**Set task:**
Convert the data below into a numbered list with one line per item, covering all of it, and skip any blank lines. Leave the pictures out of the list.

◆ ◆ ◆

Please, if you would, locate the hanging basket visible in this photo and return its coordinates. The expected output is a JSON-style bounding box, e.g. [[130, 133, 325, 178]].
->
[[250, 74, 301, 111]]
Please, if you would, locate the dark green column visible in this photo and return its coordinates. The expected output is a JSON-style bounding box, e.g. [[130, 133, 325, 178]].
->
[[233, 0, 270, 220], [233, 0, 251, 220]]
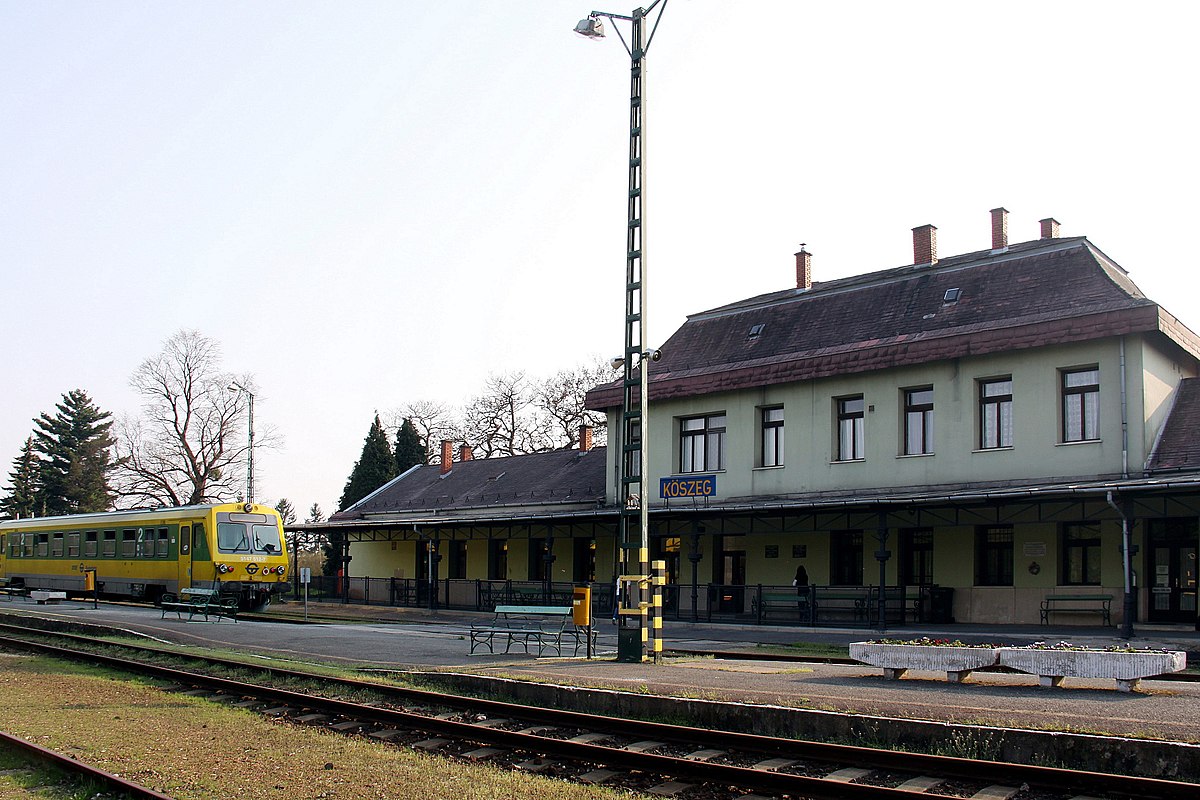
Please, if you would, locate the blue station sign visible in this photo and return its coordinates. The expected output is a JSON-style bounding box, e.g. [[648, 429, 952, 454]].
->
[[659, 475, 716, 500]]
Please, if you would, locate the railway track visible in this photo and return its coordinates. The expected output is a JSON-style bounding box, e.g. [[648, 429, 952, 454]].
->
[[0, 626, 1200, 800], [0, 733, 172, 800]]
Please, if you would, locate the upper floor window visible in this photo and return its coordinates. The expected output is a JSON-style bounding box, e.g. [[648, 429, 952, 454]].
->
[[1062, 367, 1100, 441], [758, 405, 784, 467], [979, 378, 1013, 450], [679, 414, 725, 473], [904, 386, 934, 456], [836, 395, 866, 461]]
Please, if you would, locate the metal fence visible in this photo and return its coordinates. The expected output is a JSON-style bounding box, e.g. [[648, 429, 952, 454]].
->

◆ ◆ ◆

**Worked solution:**
1. Please, if you would, locate the hanging basket visible in this photo and return its coordinates. The expected output is a JSON-style bounding box, e.g. [[130, 133, 325, 178]].
2. ->
3. [[250, 74, 301, 111]]
4. Please, if you would, locate the dark green column visible in this photo and return its coordinates. The expected output is a JSON-style bounding box, e.g. [[130, 133, 325, 178]].
5. ->
6. [[233, 0, 270, 220], [233, 0, 251, 220]]
7. Please, if you would, locate the blue station sign visible in this photo and return its coordinates. The expected output is a JSON-style bounding box, e.g. [[648, 429, 952, 454]].
8. ->
9. [[659, 475, 716, 500]]
10. Please, if you would, locate the railway track visible in this photo and return its coordinates. The expected output is a JSON-style bounding box, e.g. [[648, 429, 952, 454]].
11. ->
12. [[0, 626, 1200, 800], [0, 733, 172, 800]]
13. Please, if you would, locate the upper floor window visible in this photo and return its coordinates. The expected output is a JSON-style bounding box, e.g. [[648, 429, 952, 454]].
14. ->
15. [[1062, 367, 1100, 441], [758, 405, 784, 467], [979, 378, 1013, 450], [679, 414, 725, 473], [904, 386, 934, 456], [836, 395, 866, 461]]
16. Please, if you would, locate the metal fence visible in this photo and return its coordinates. The expected output is a JSON-style bounding box, e.g. [[648, 429, 952, 454]].
17. ->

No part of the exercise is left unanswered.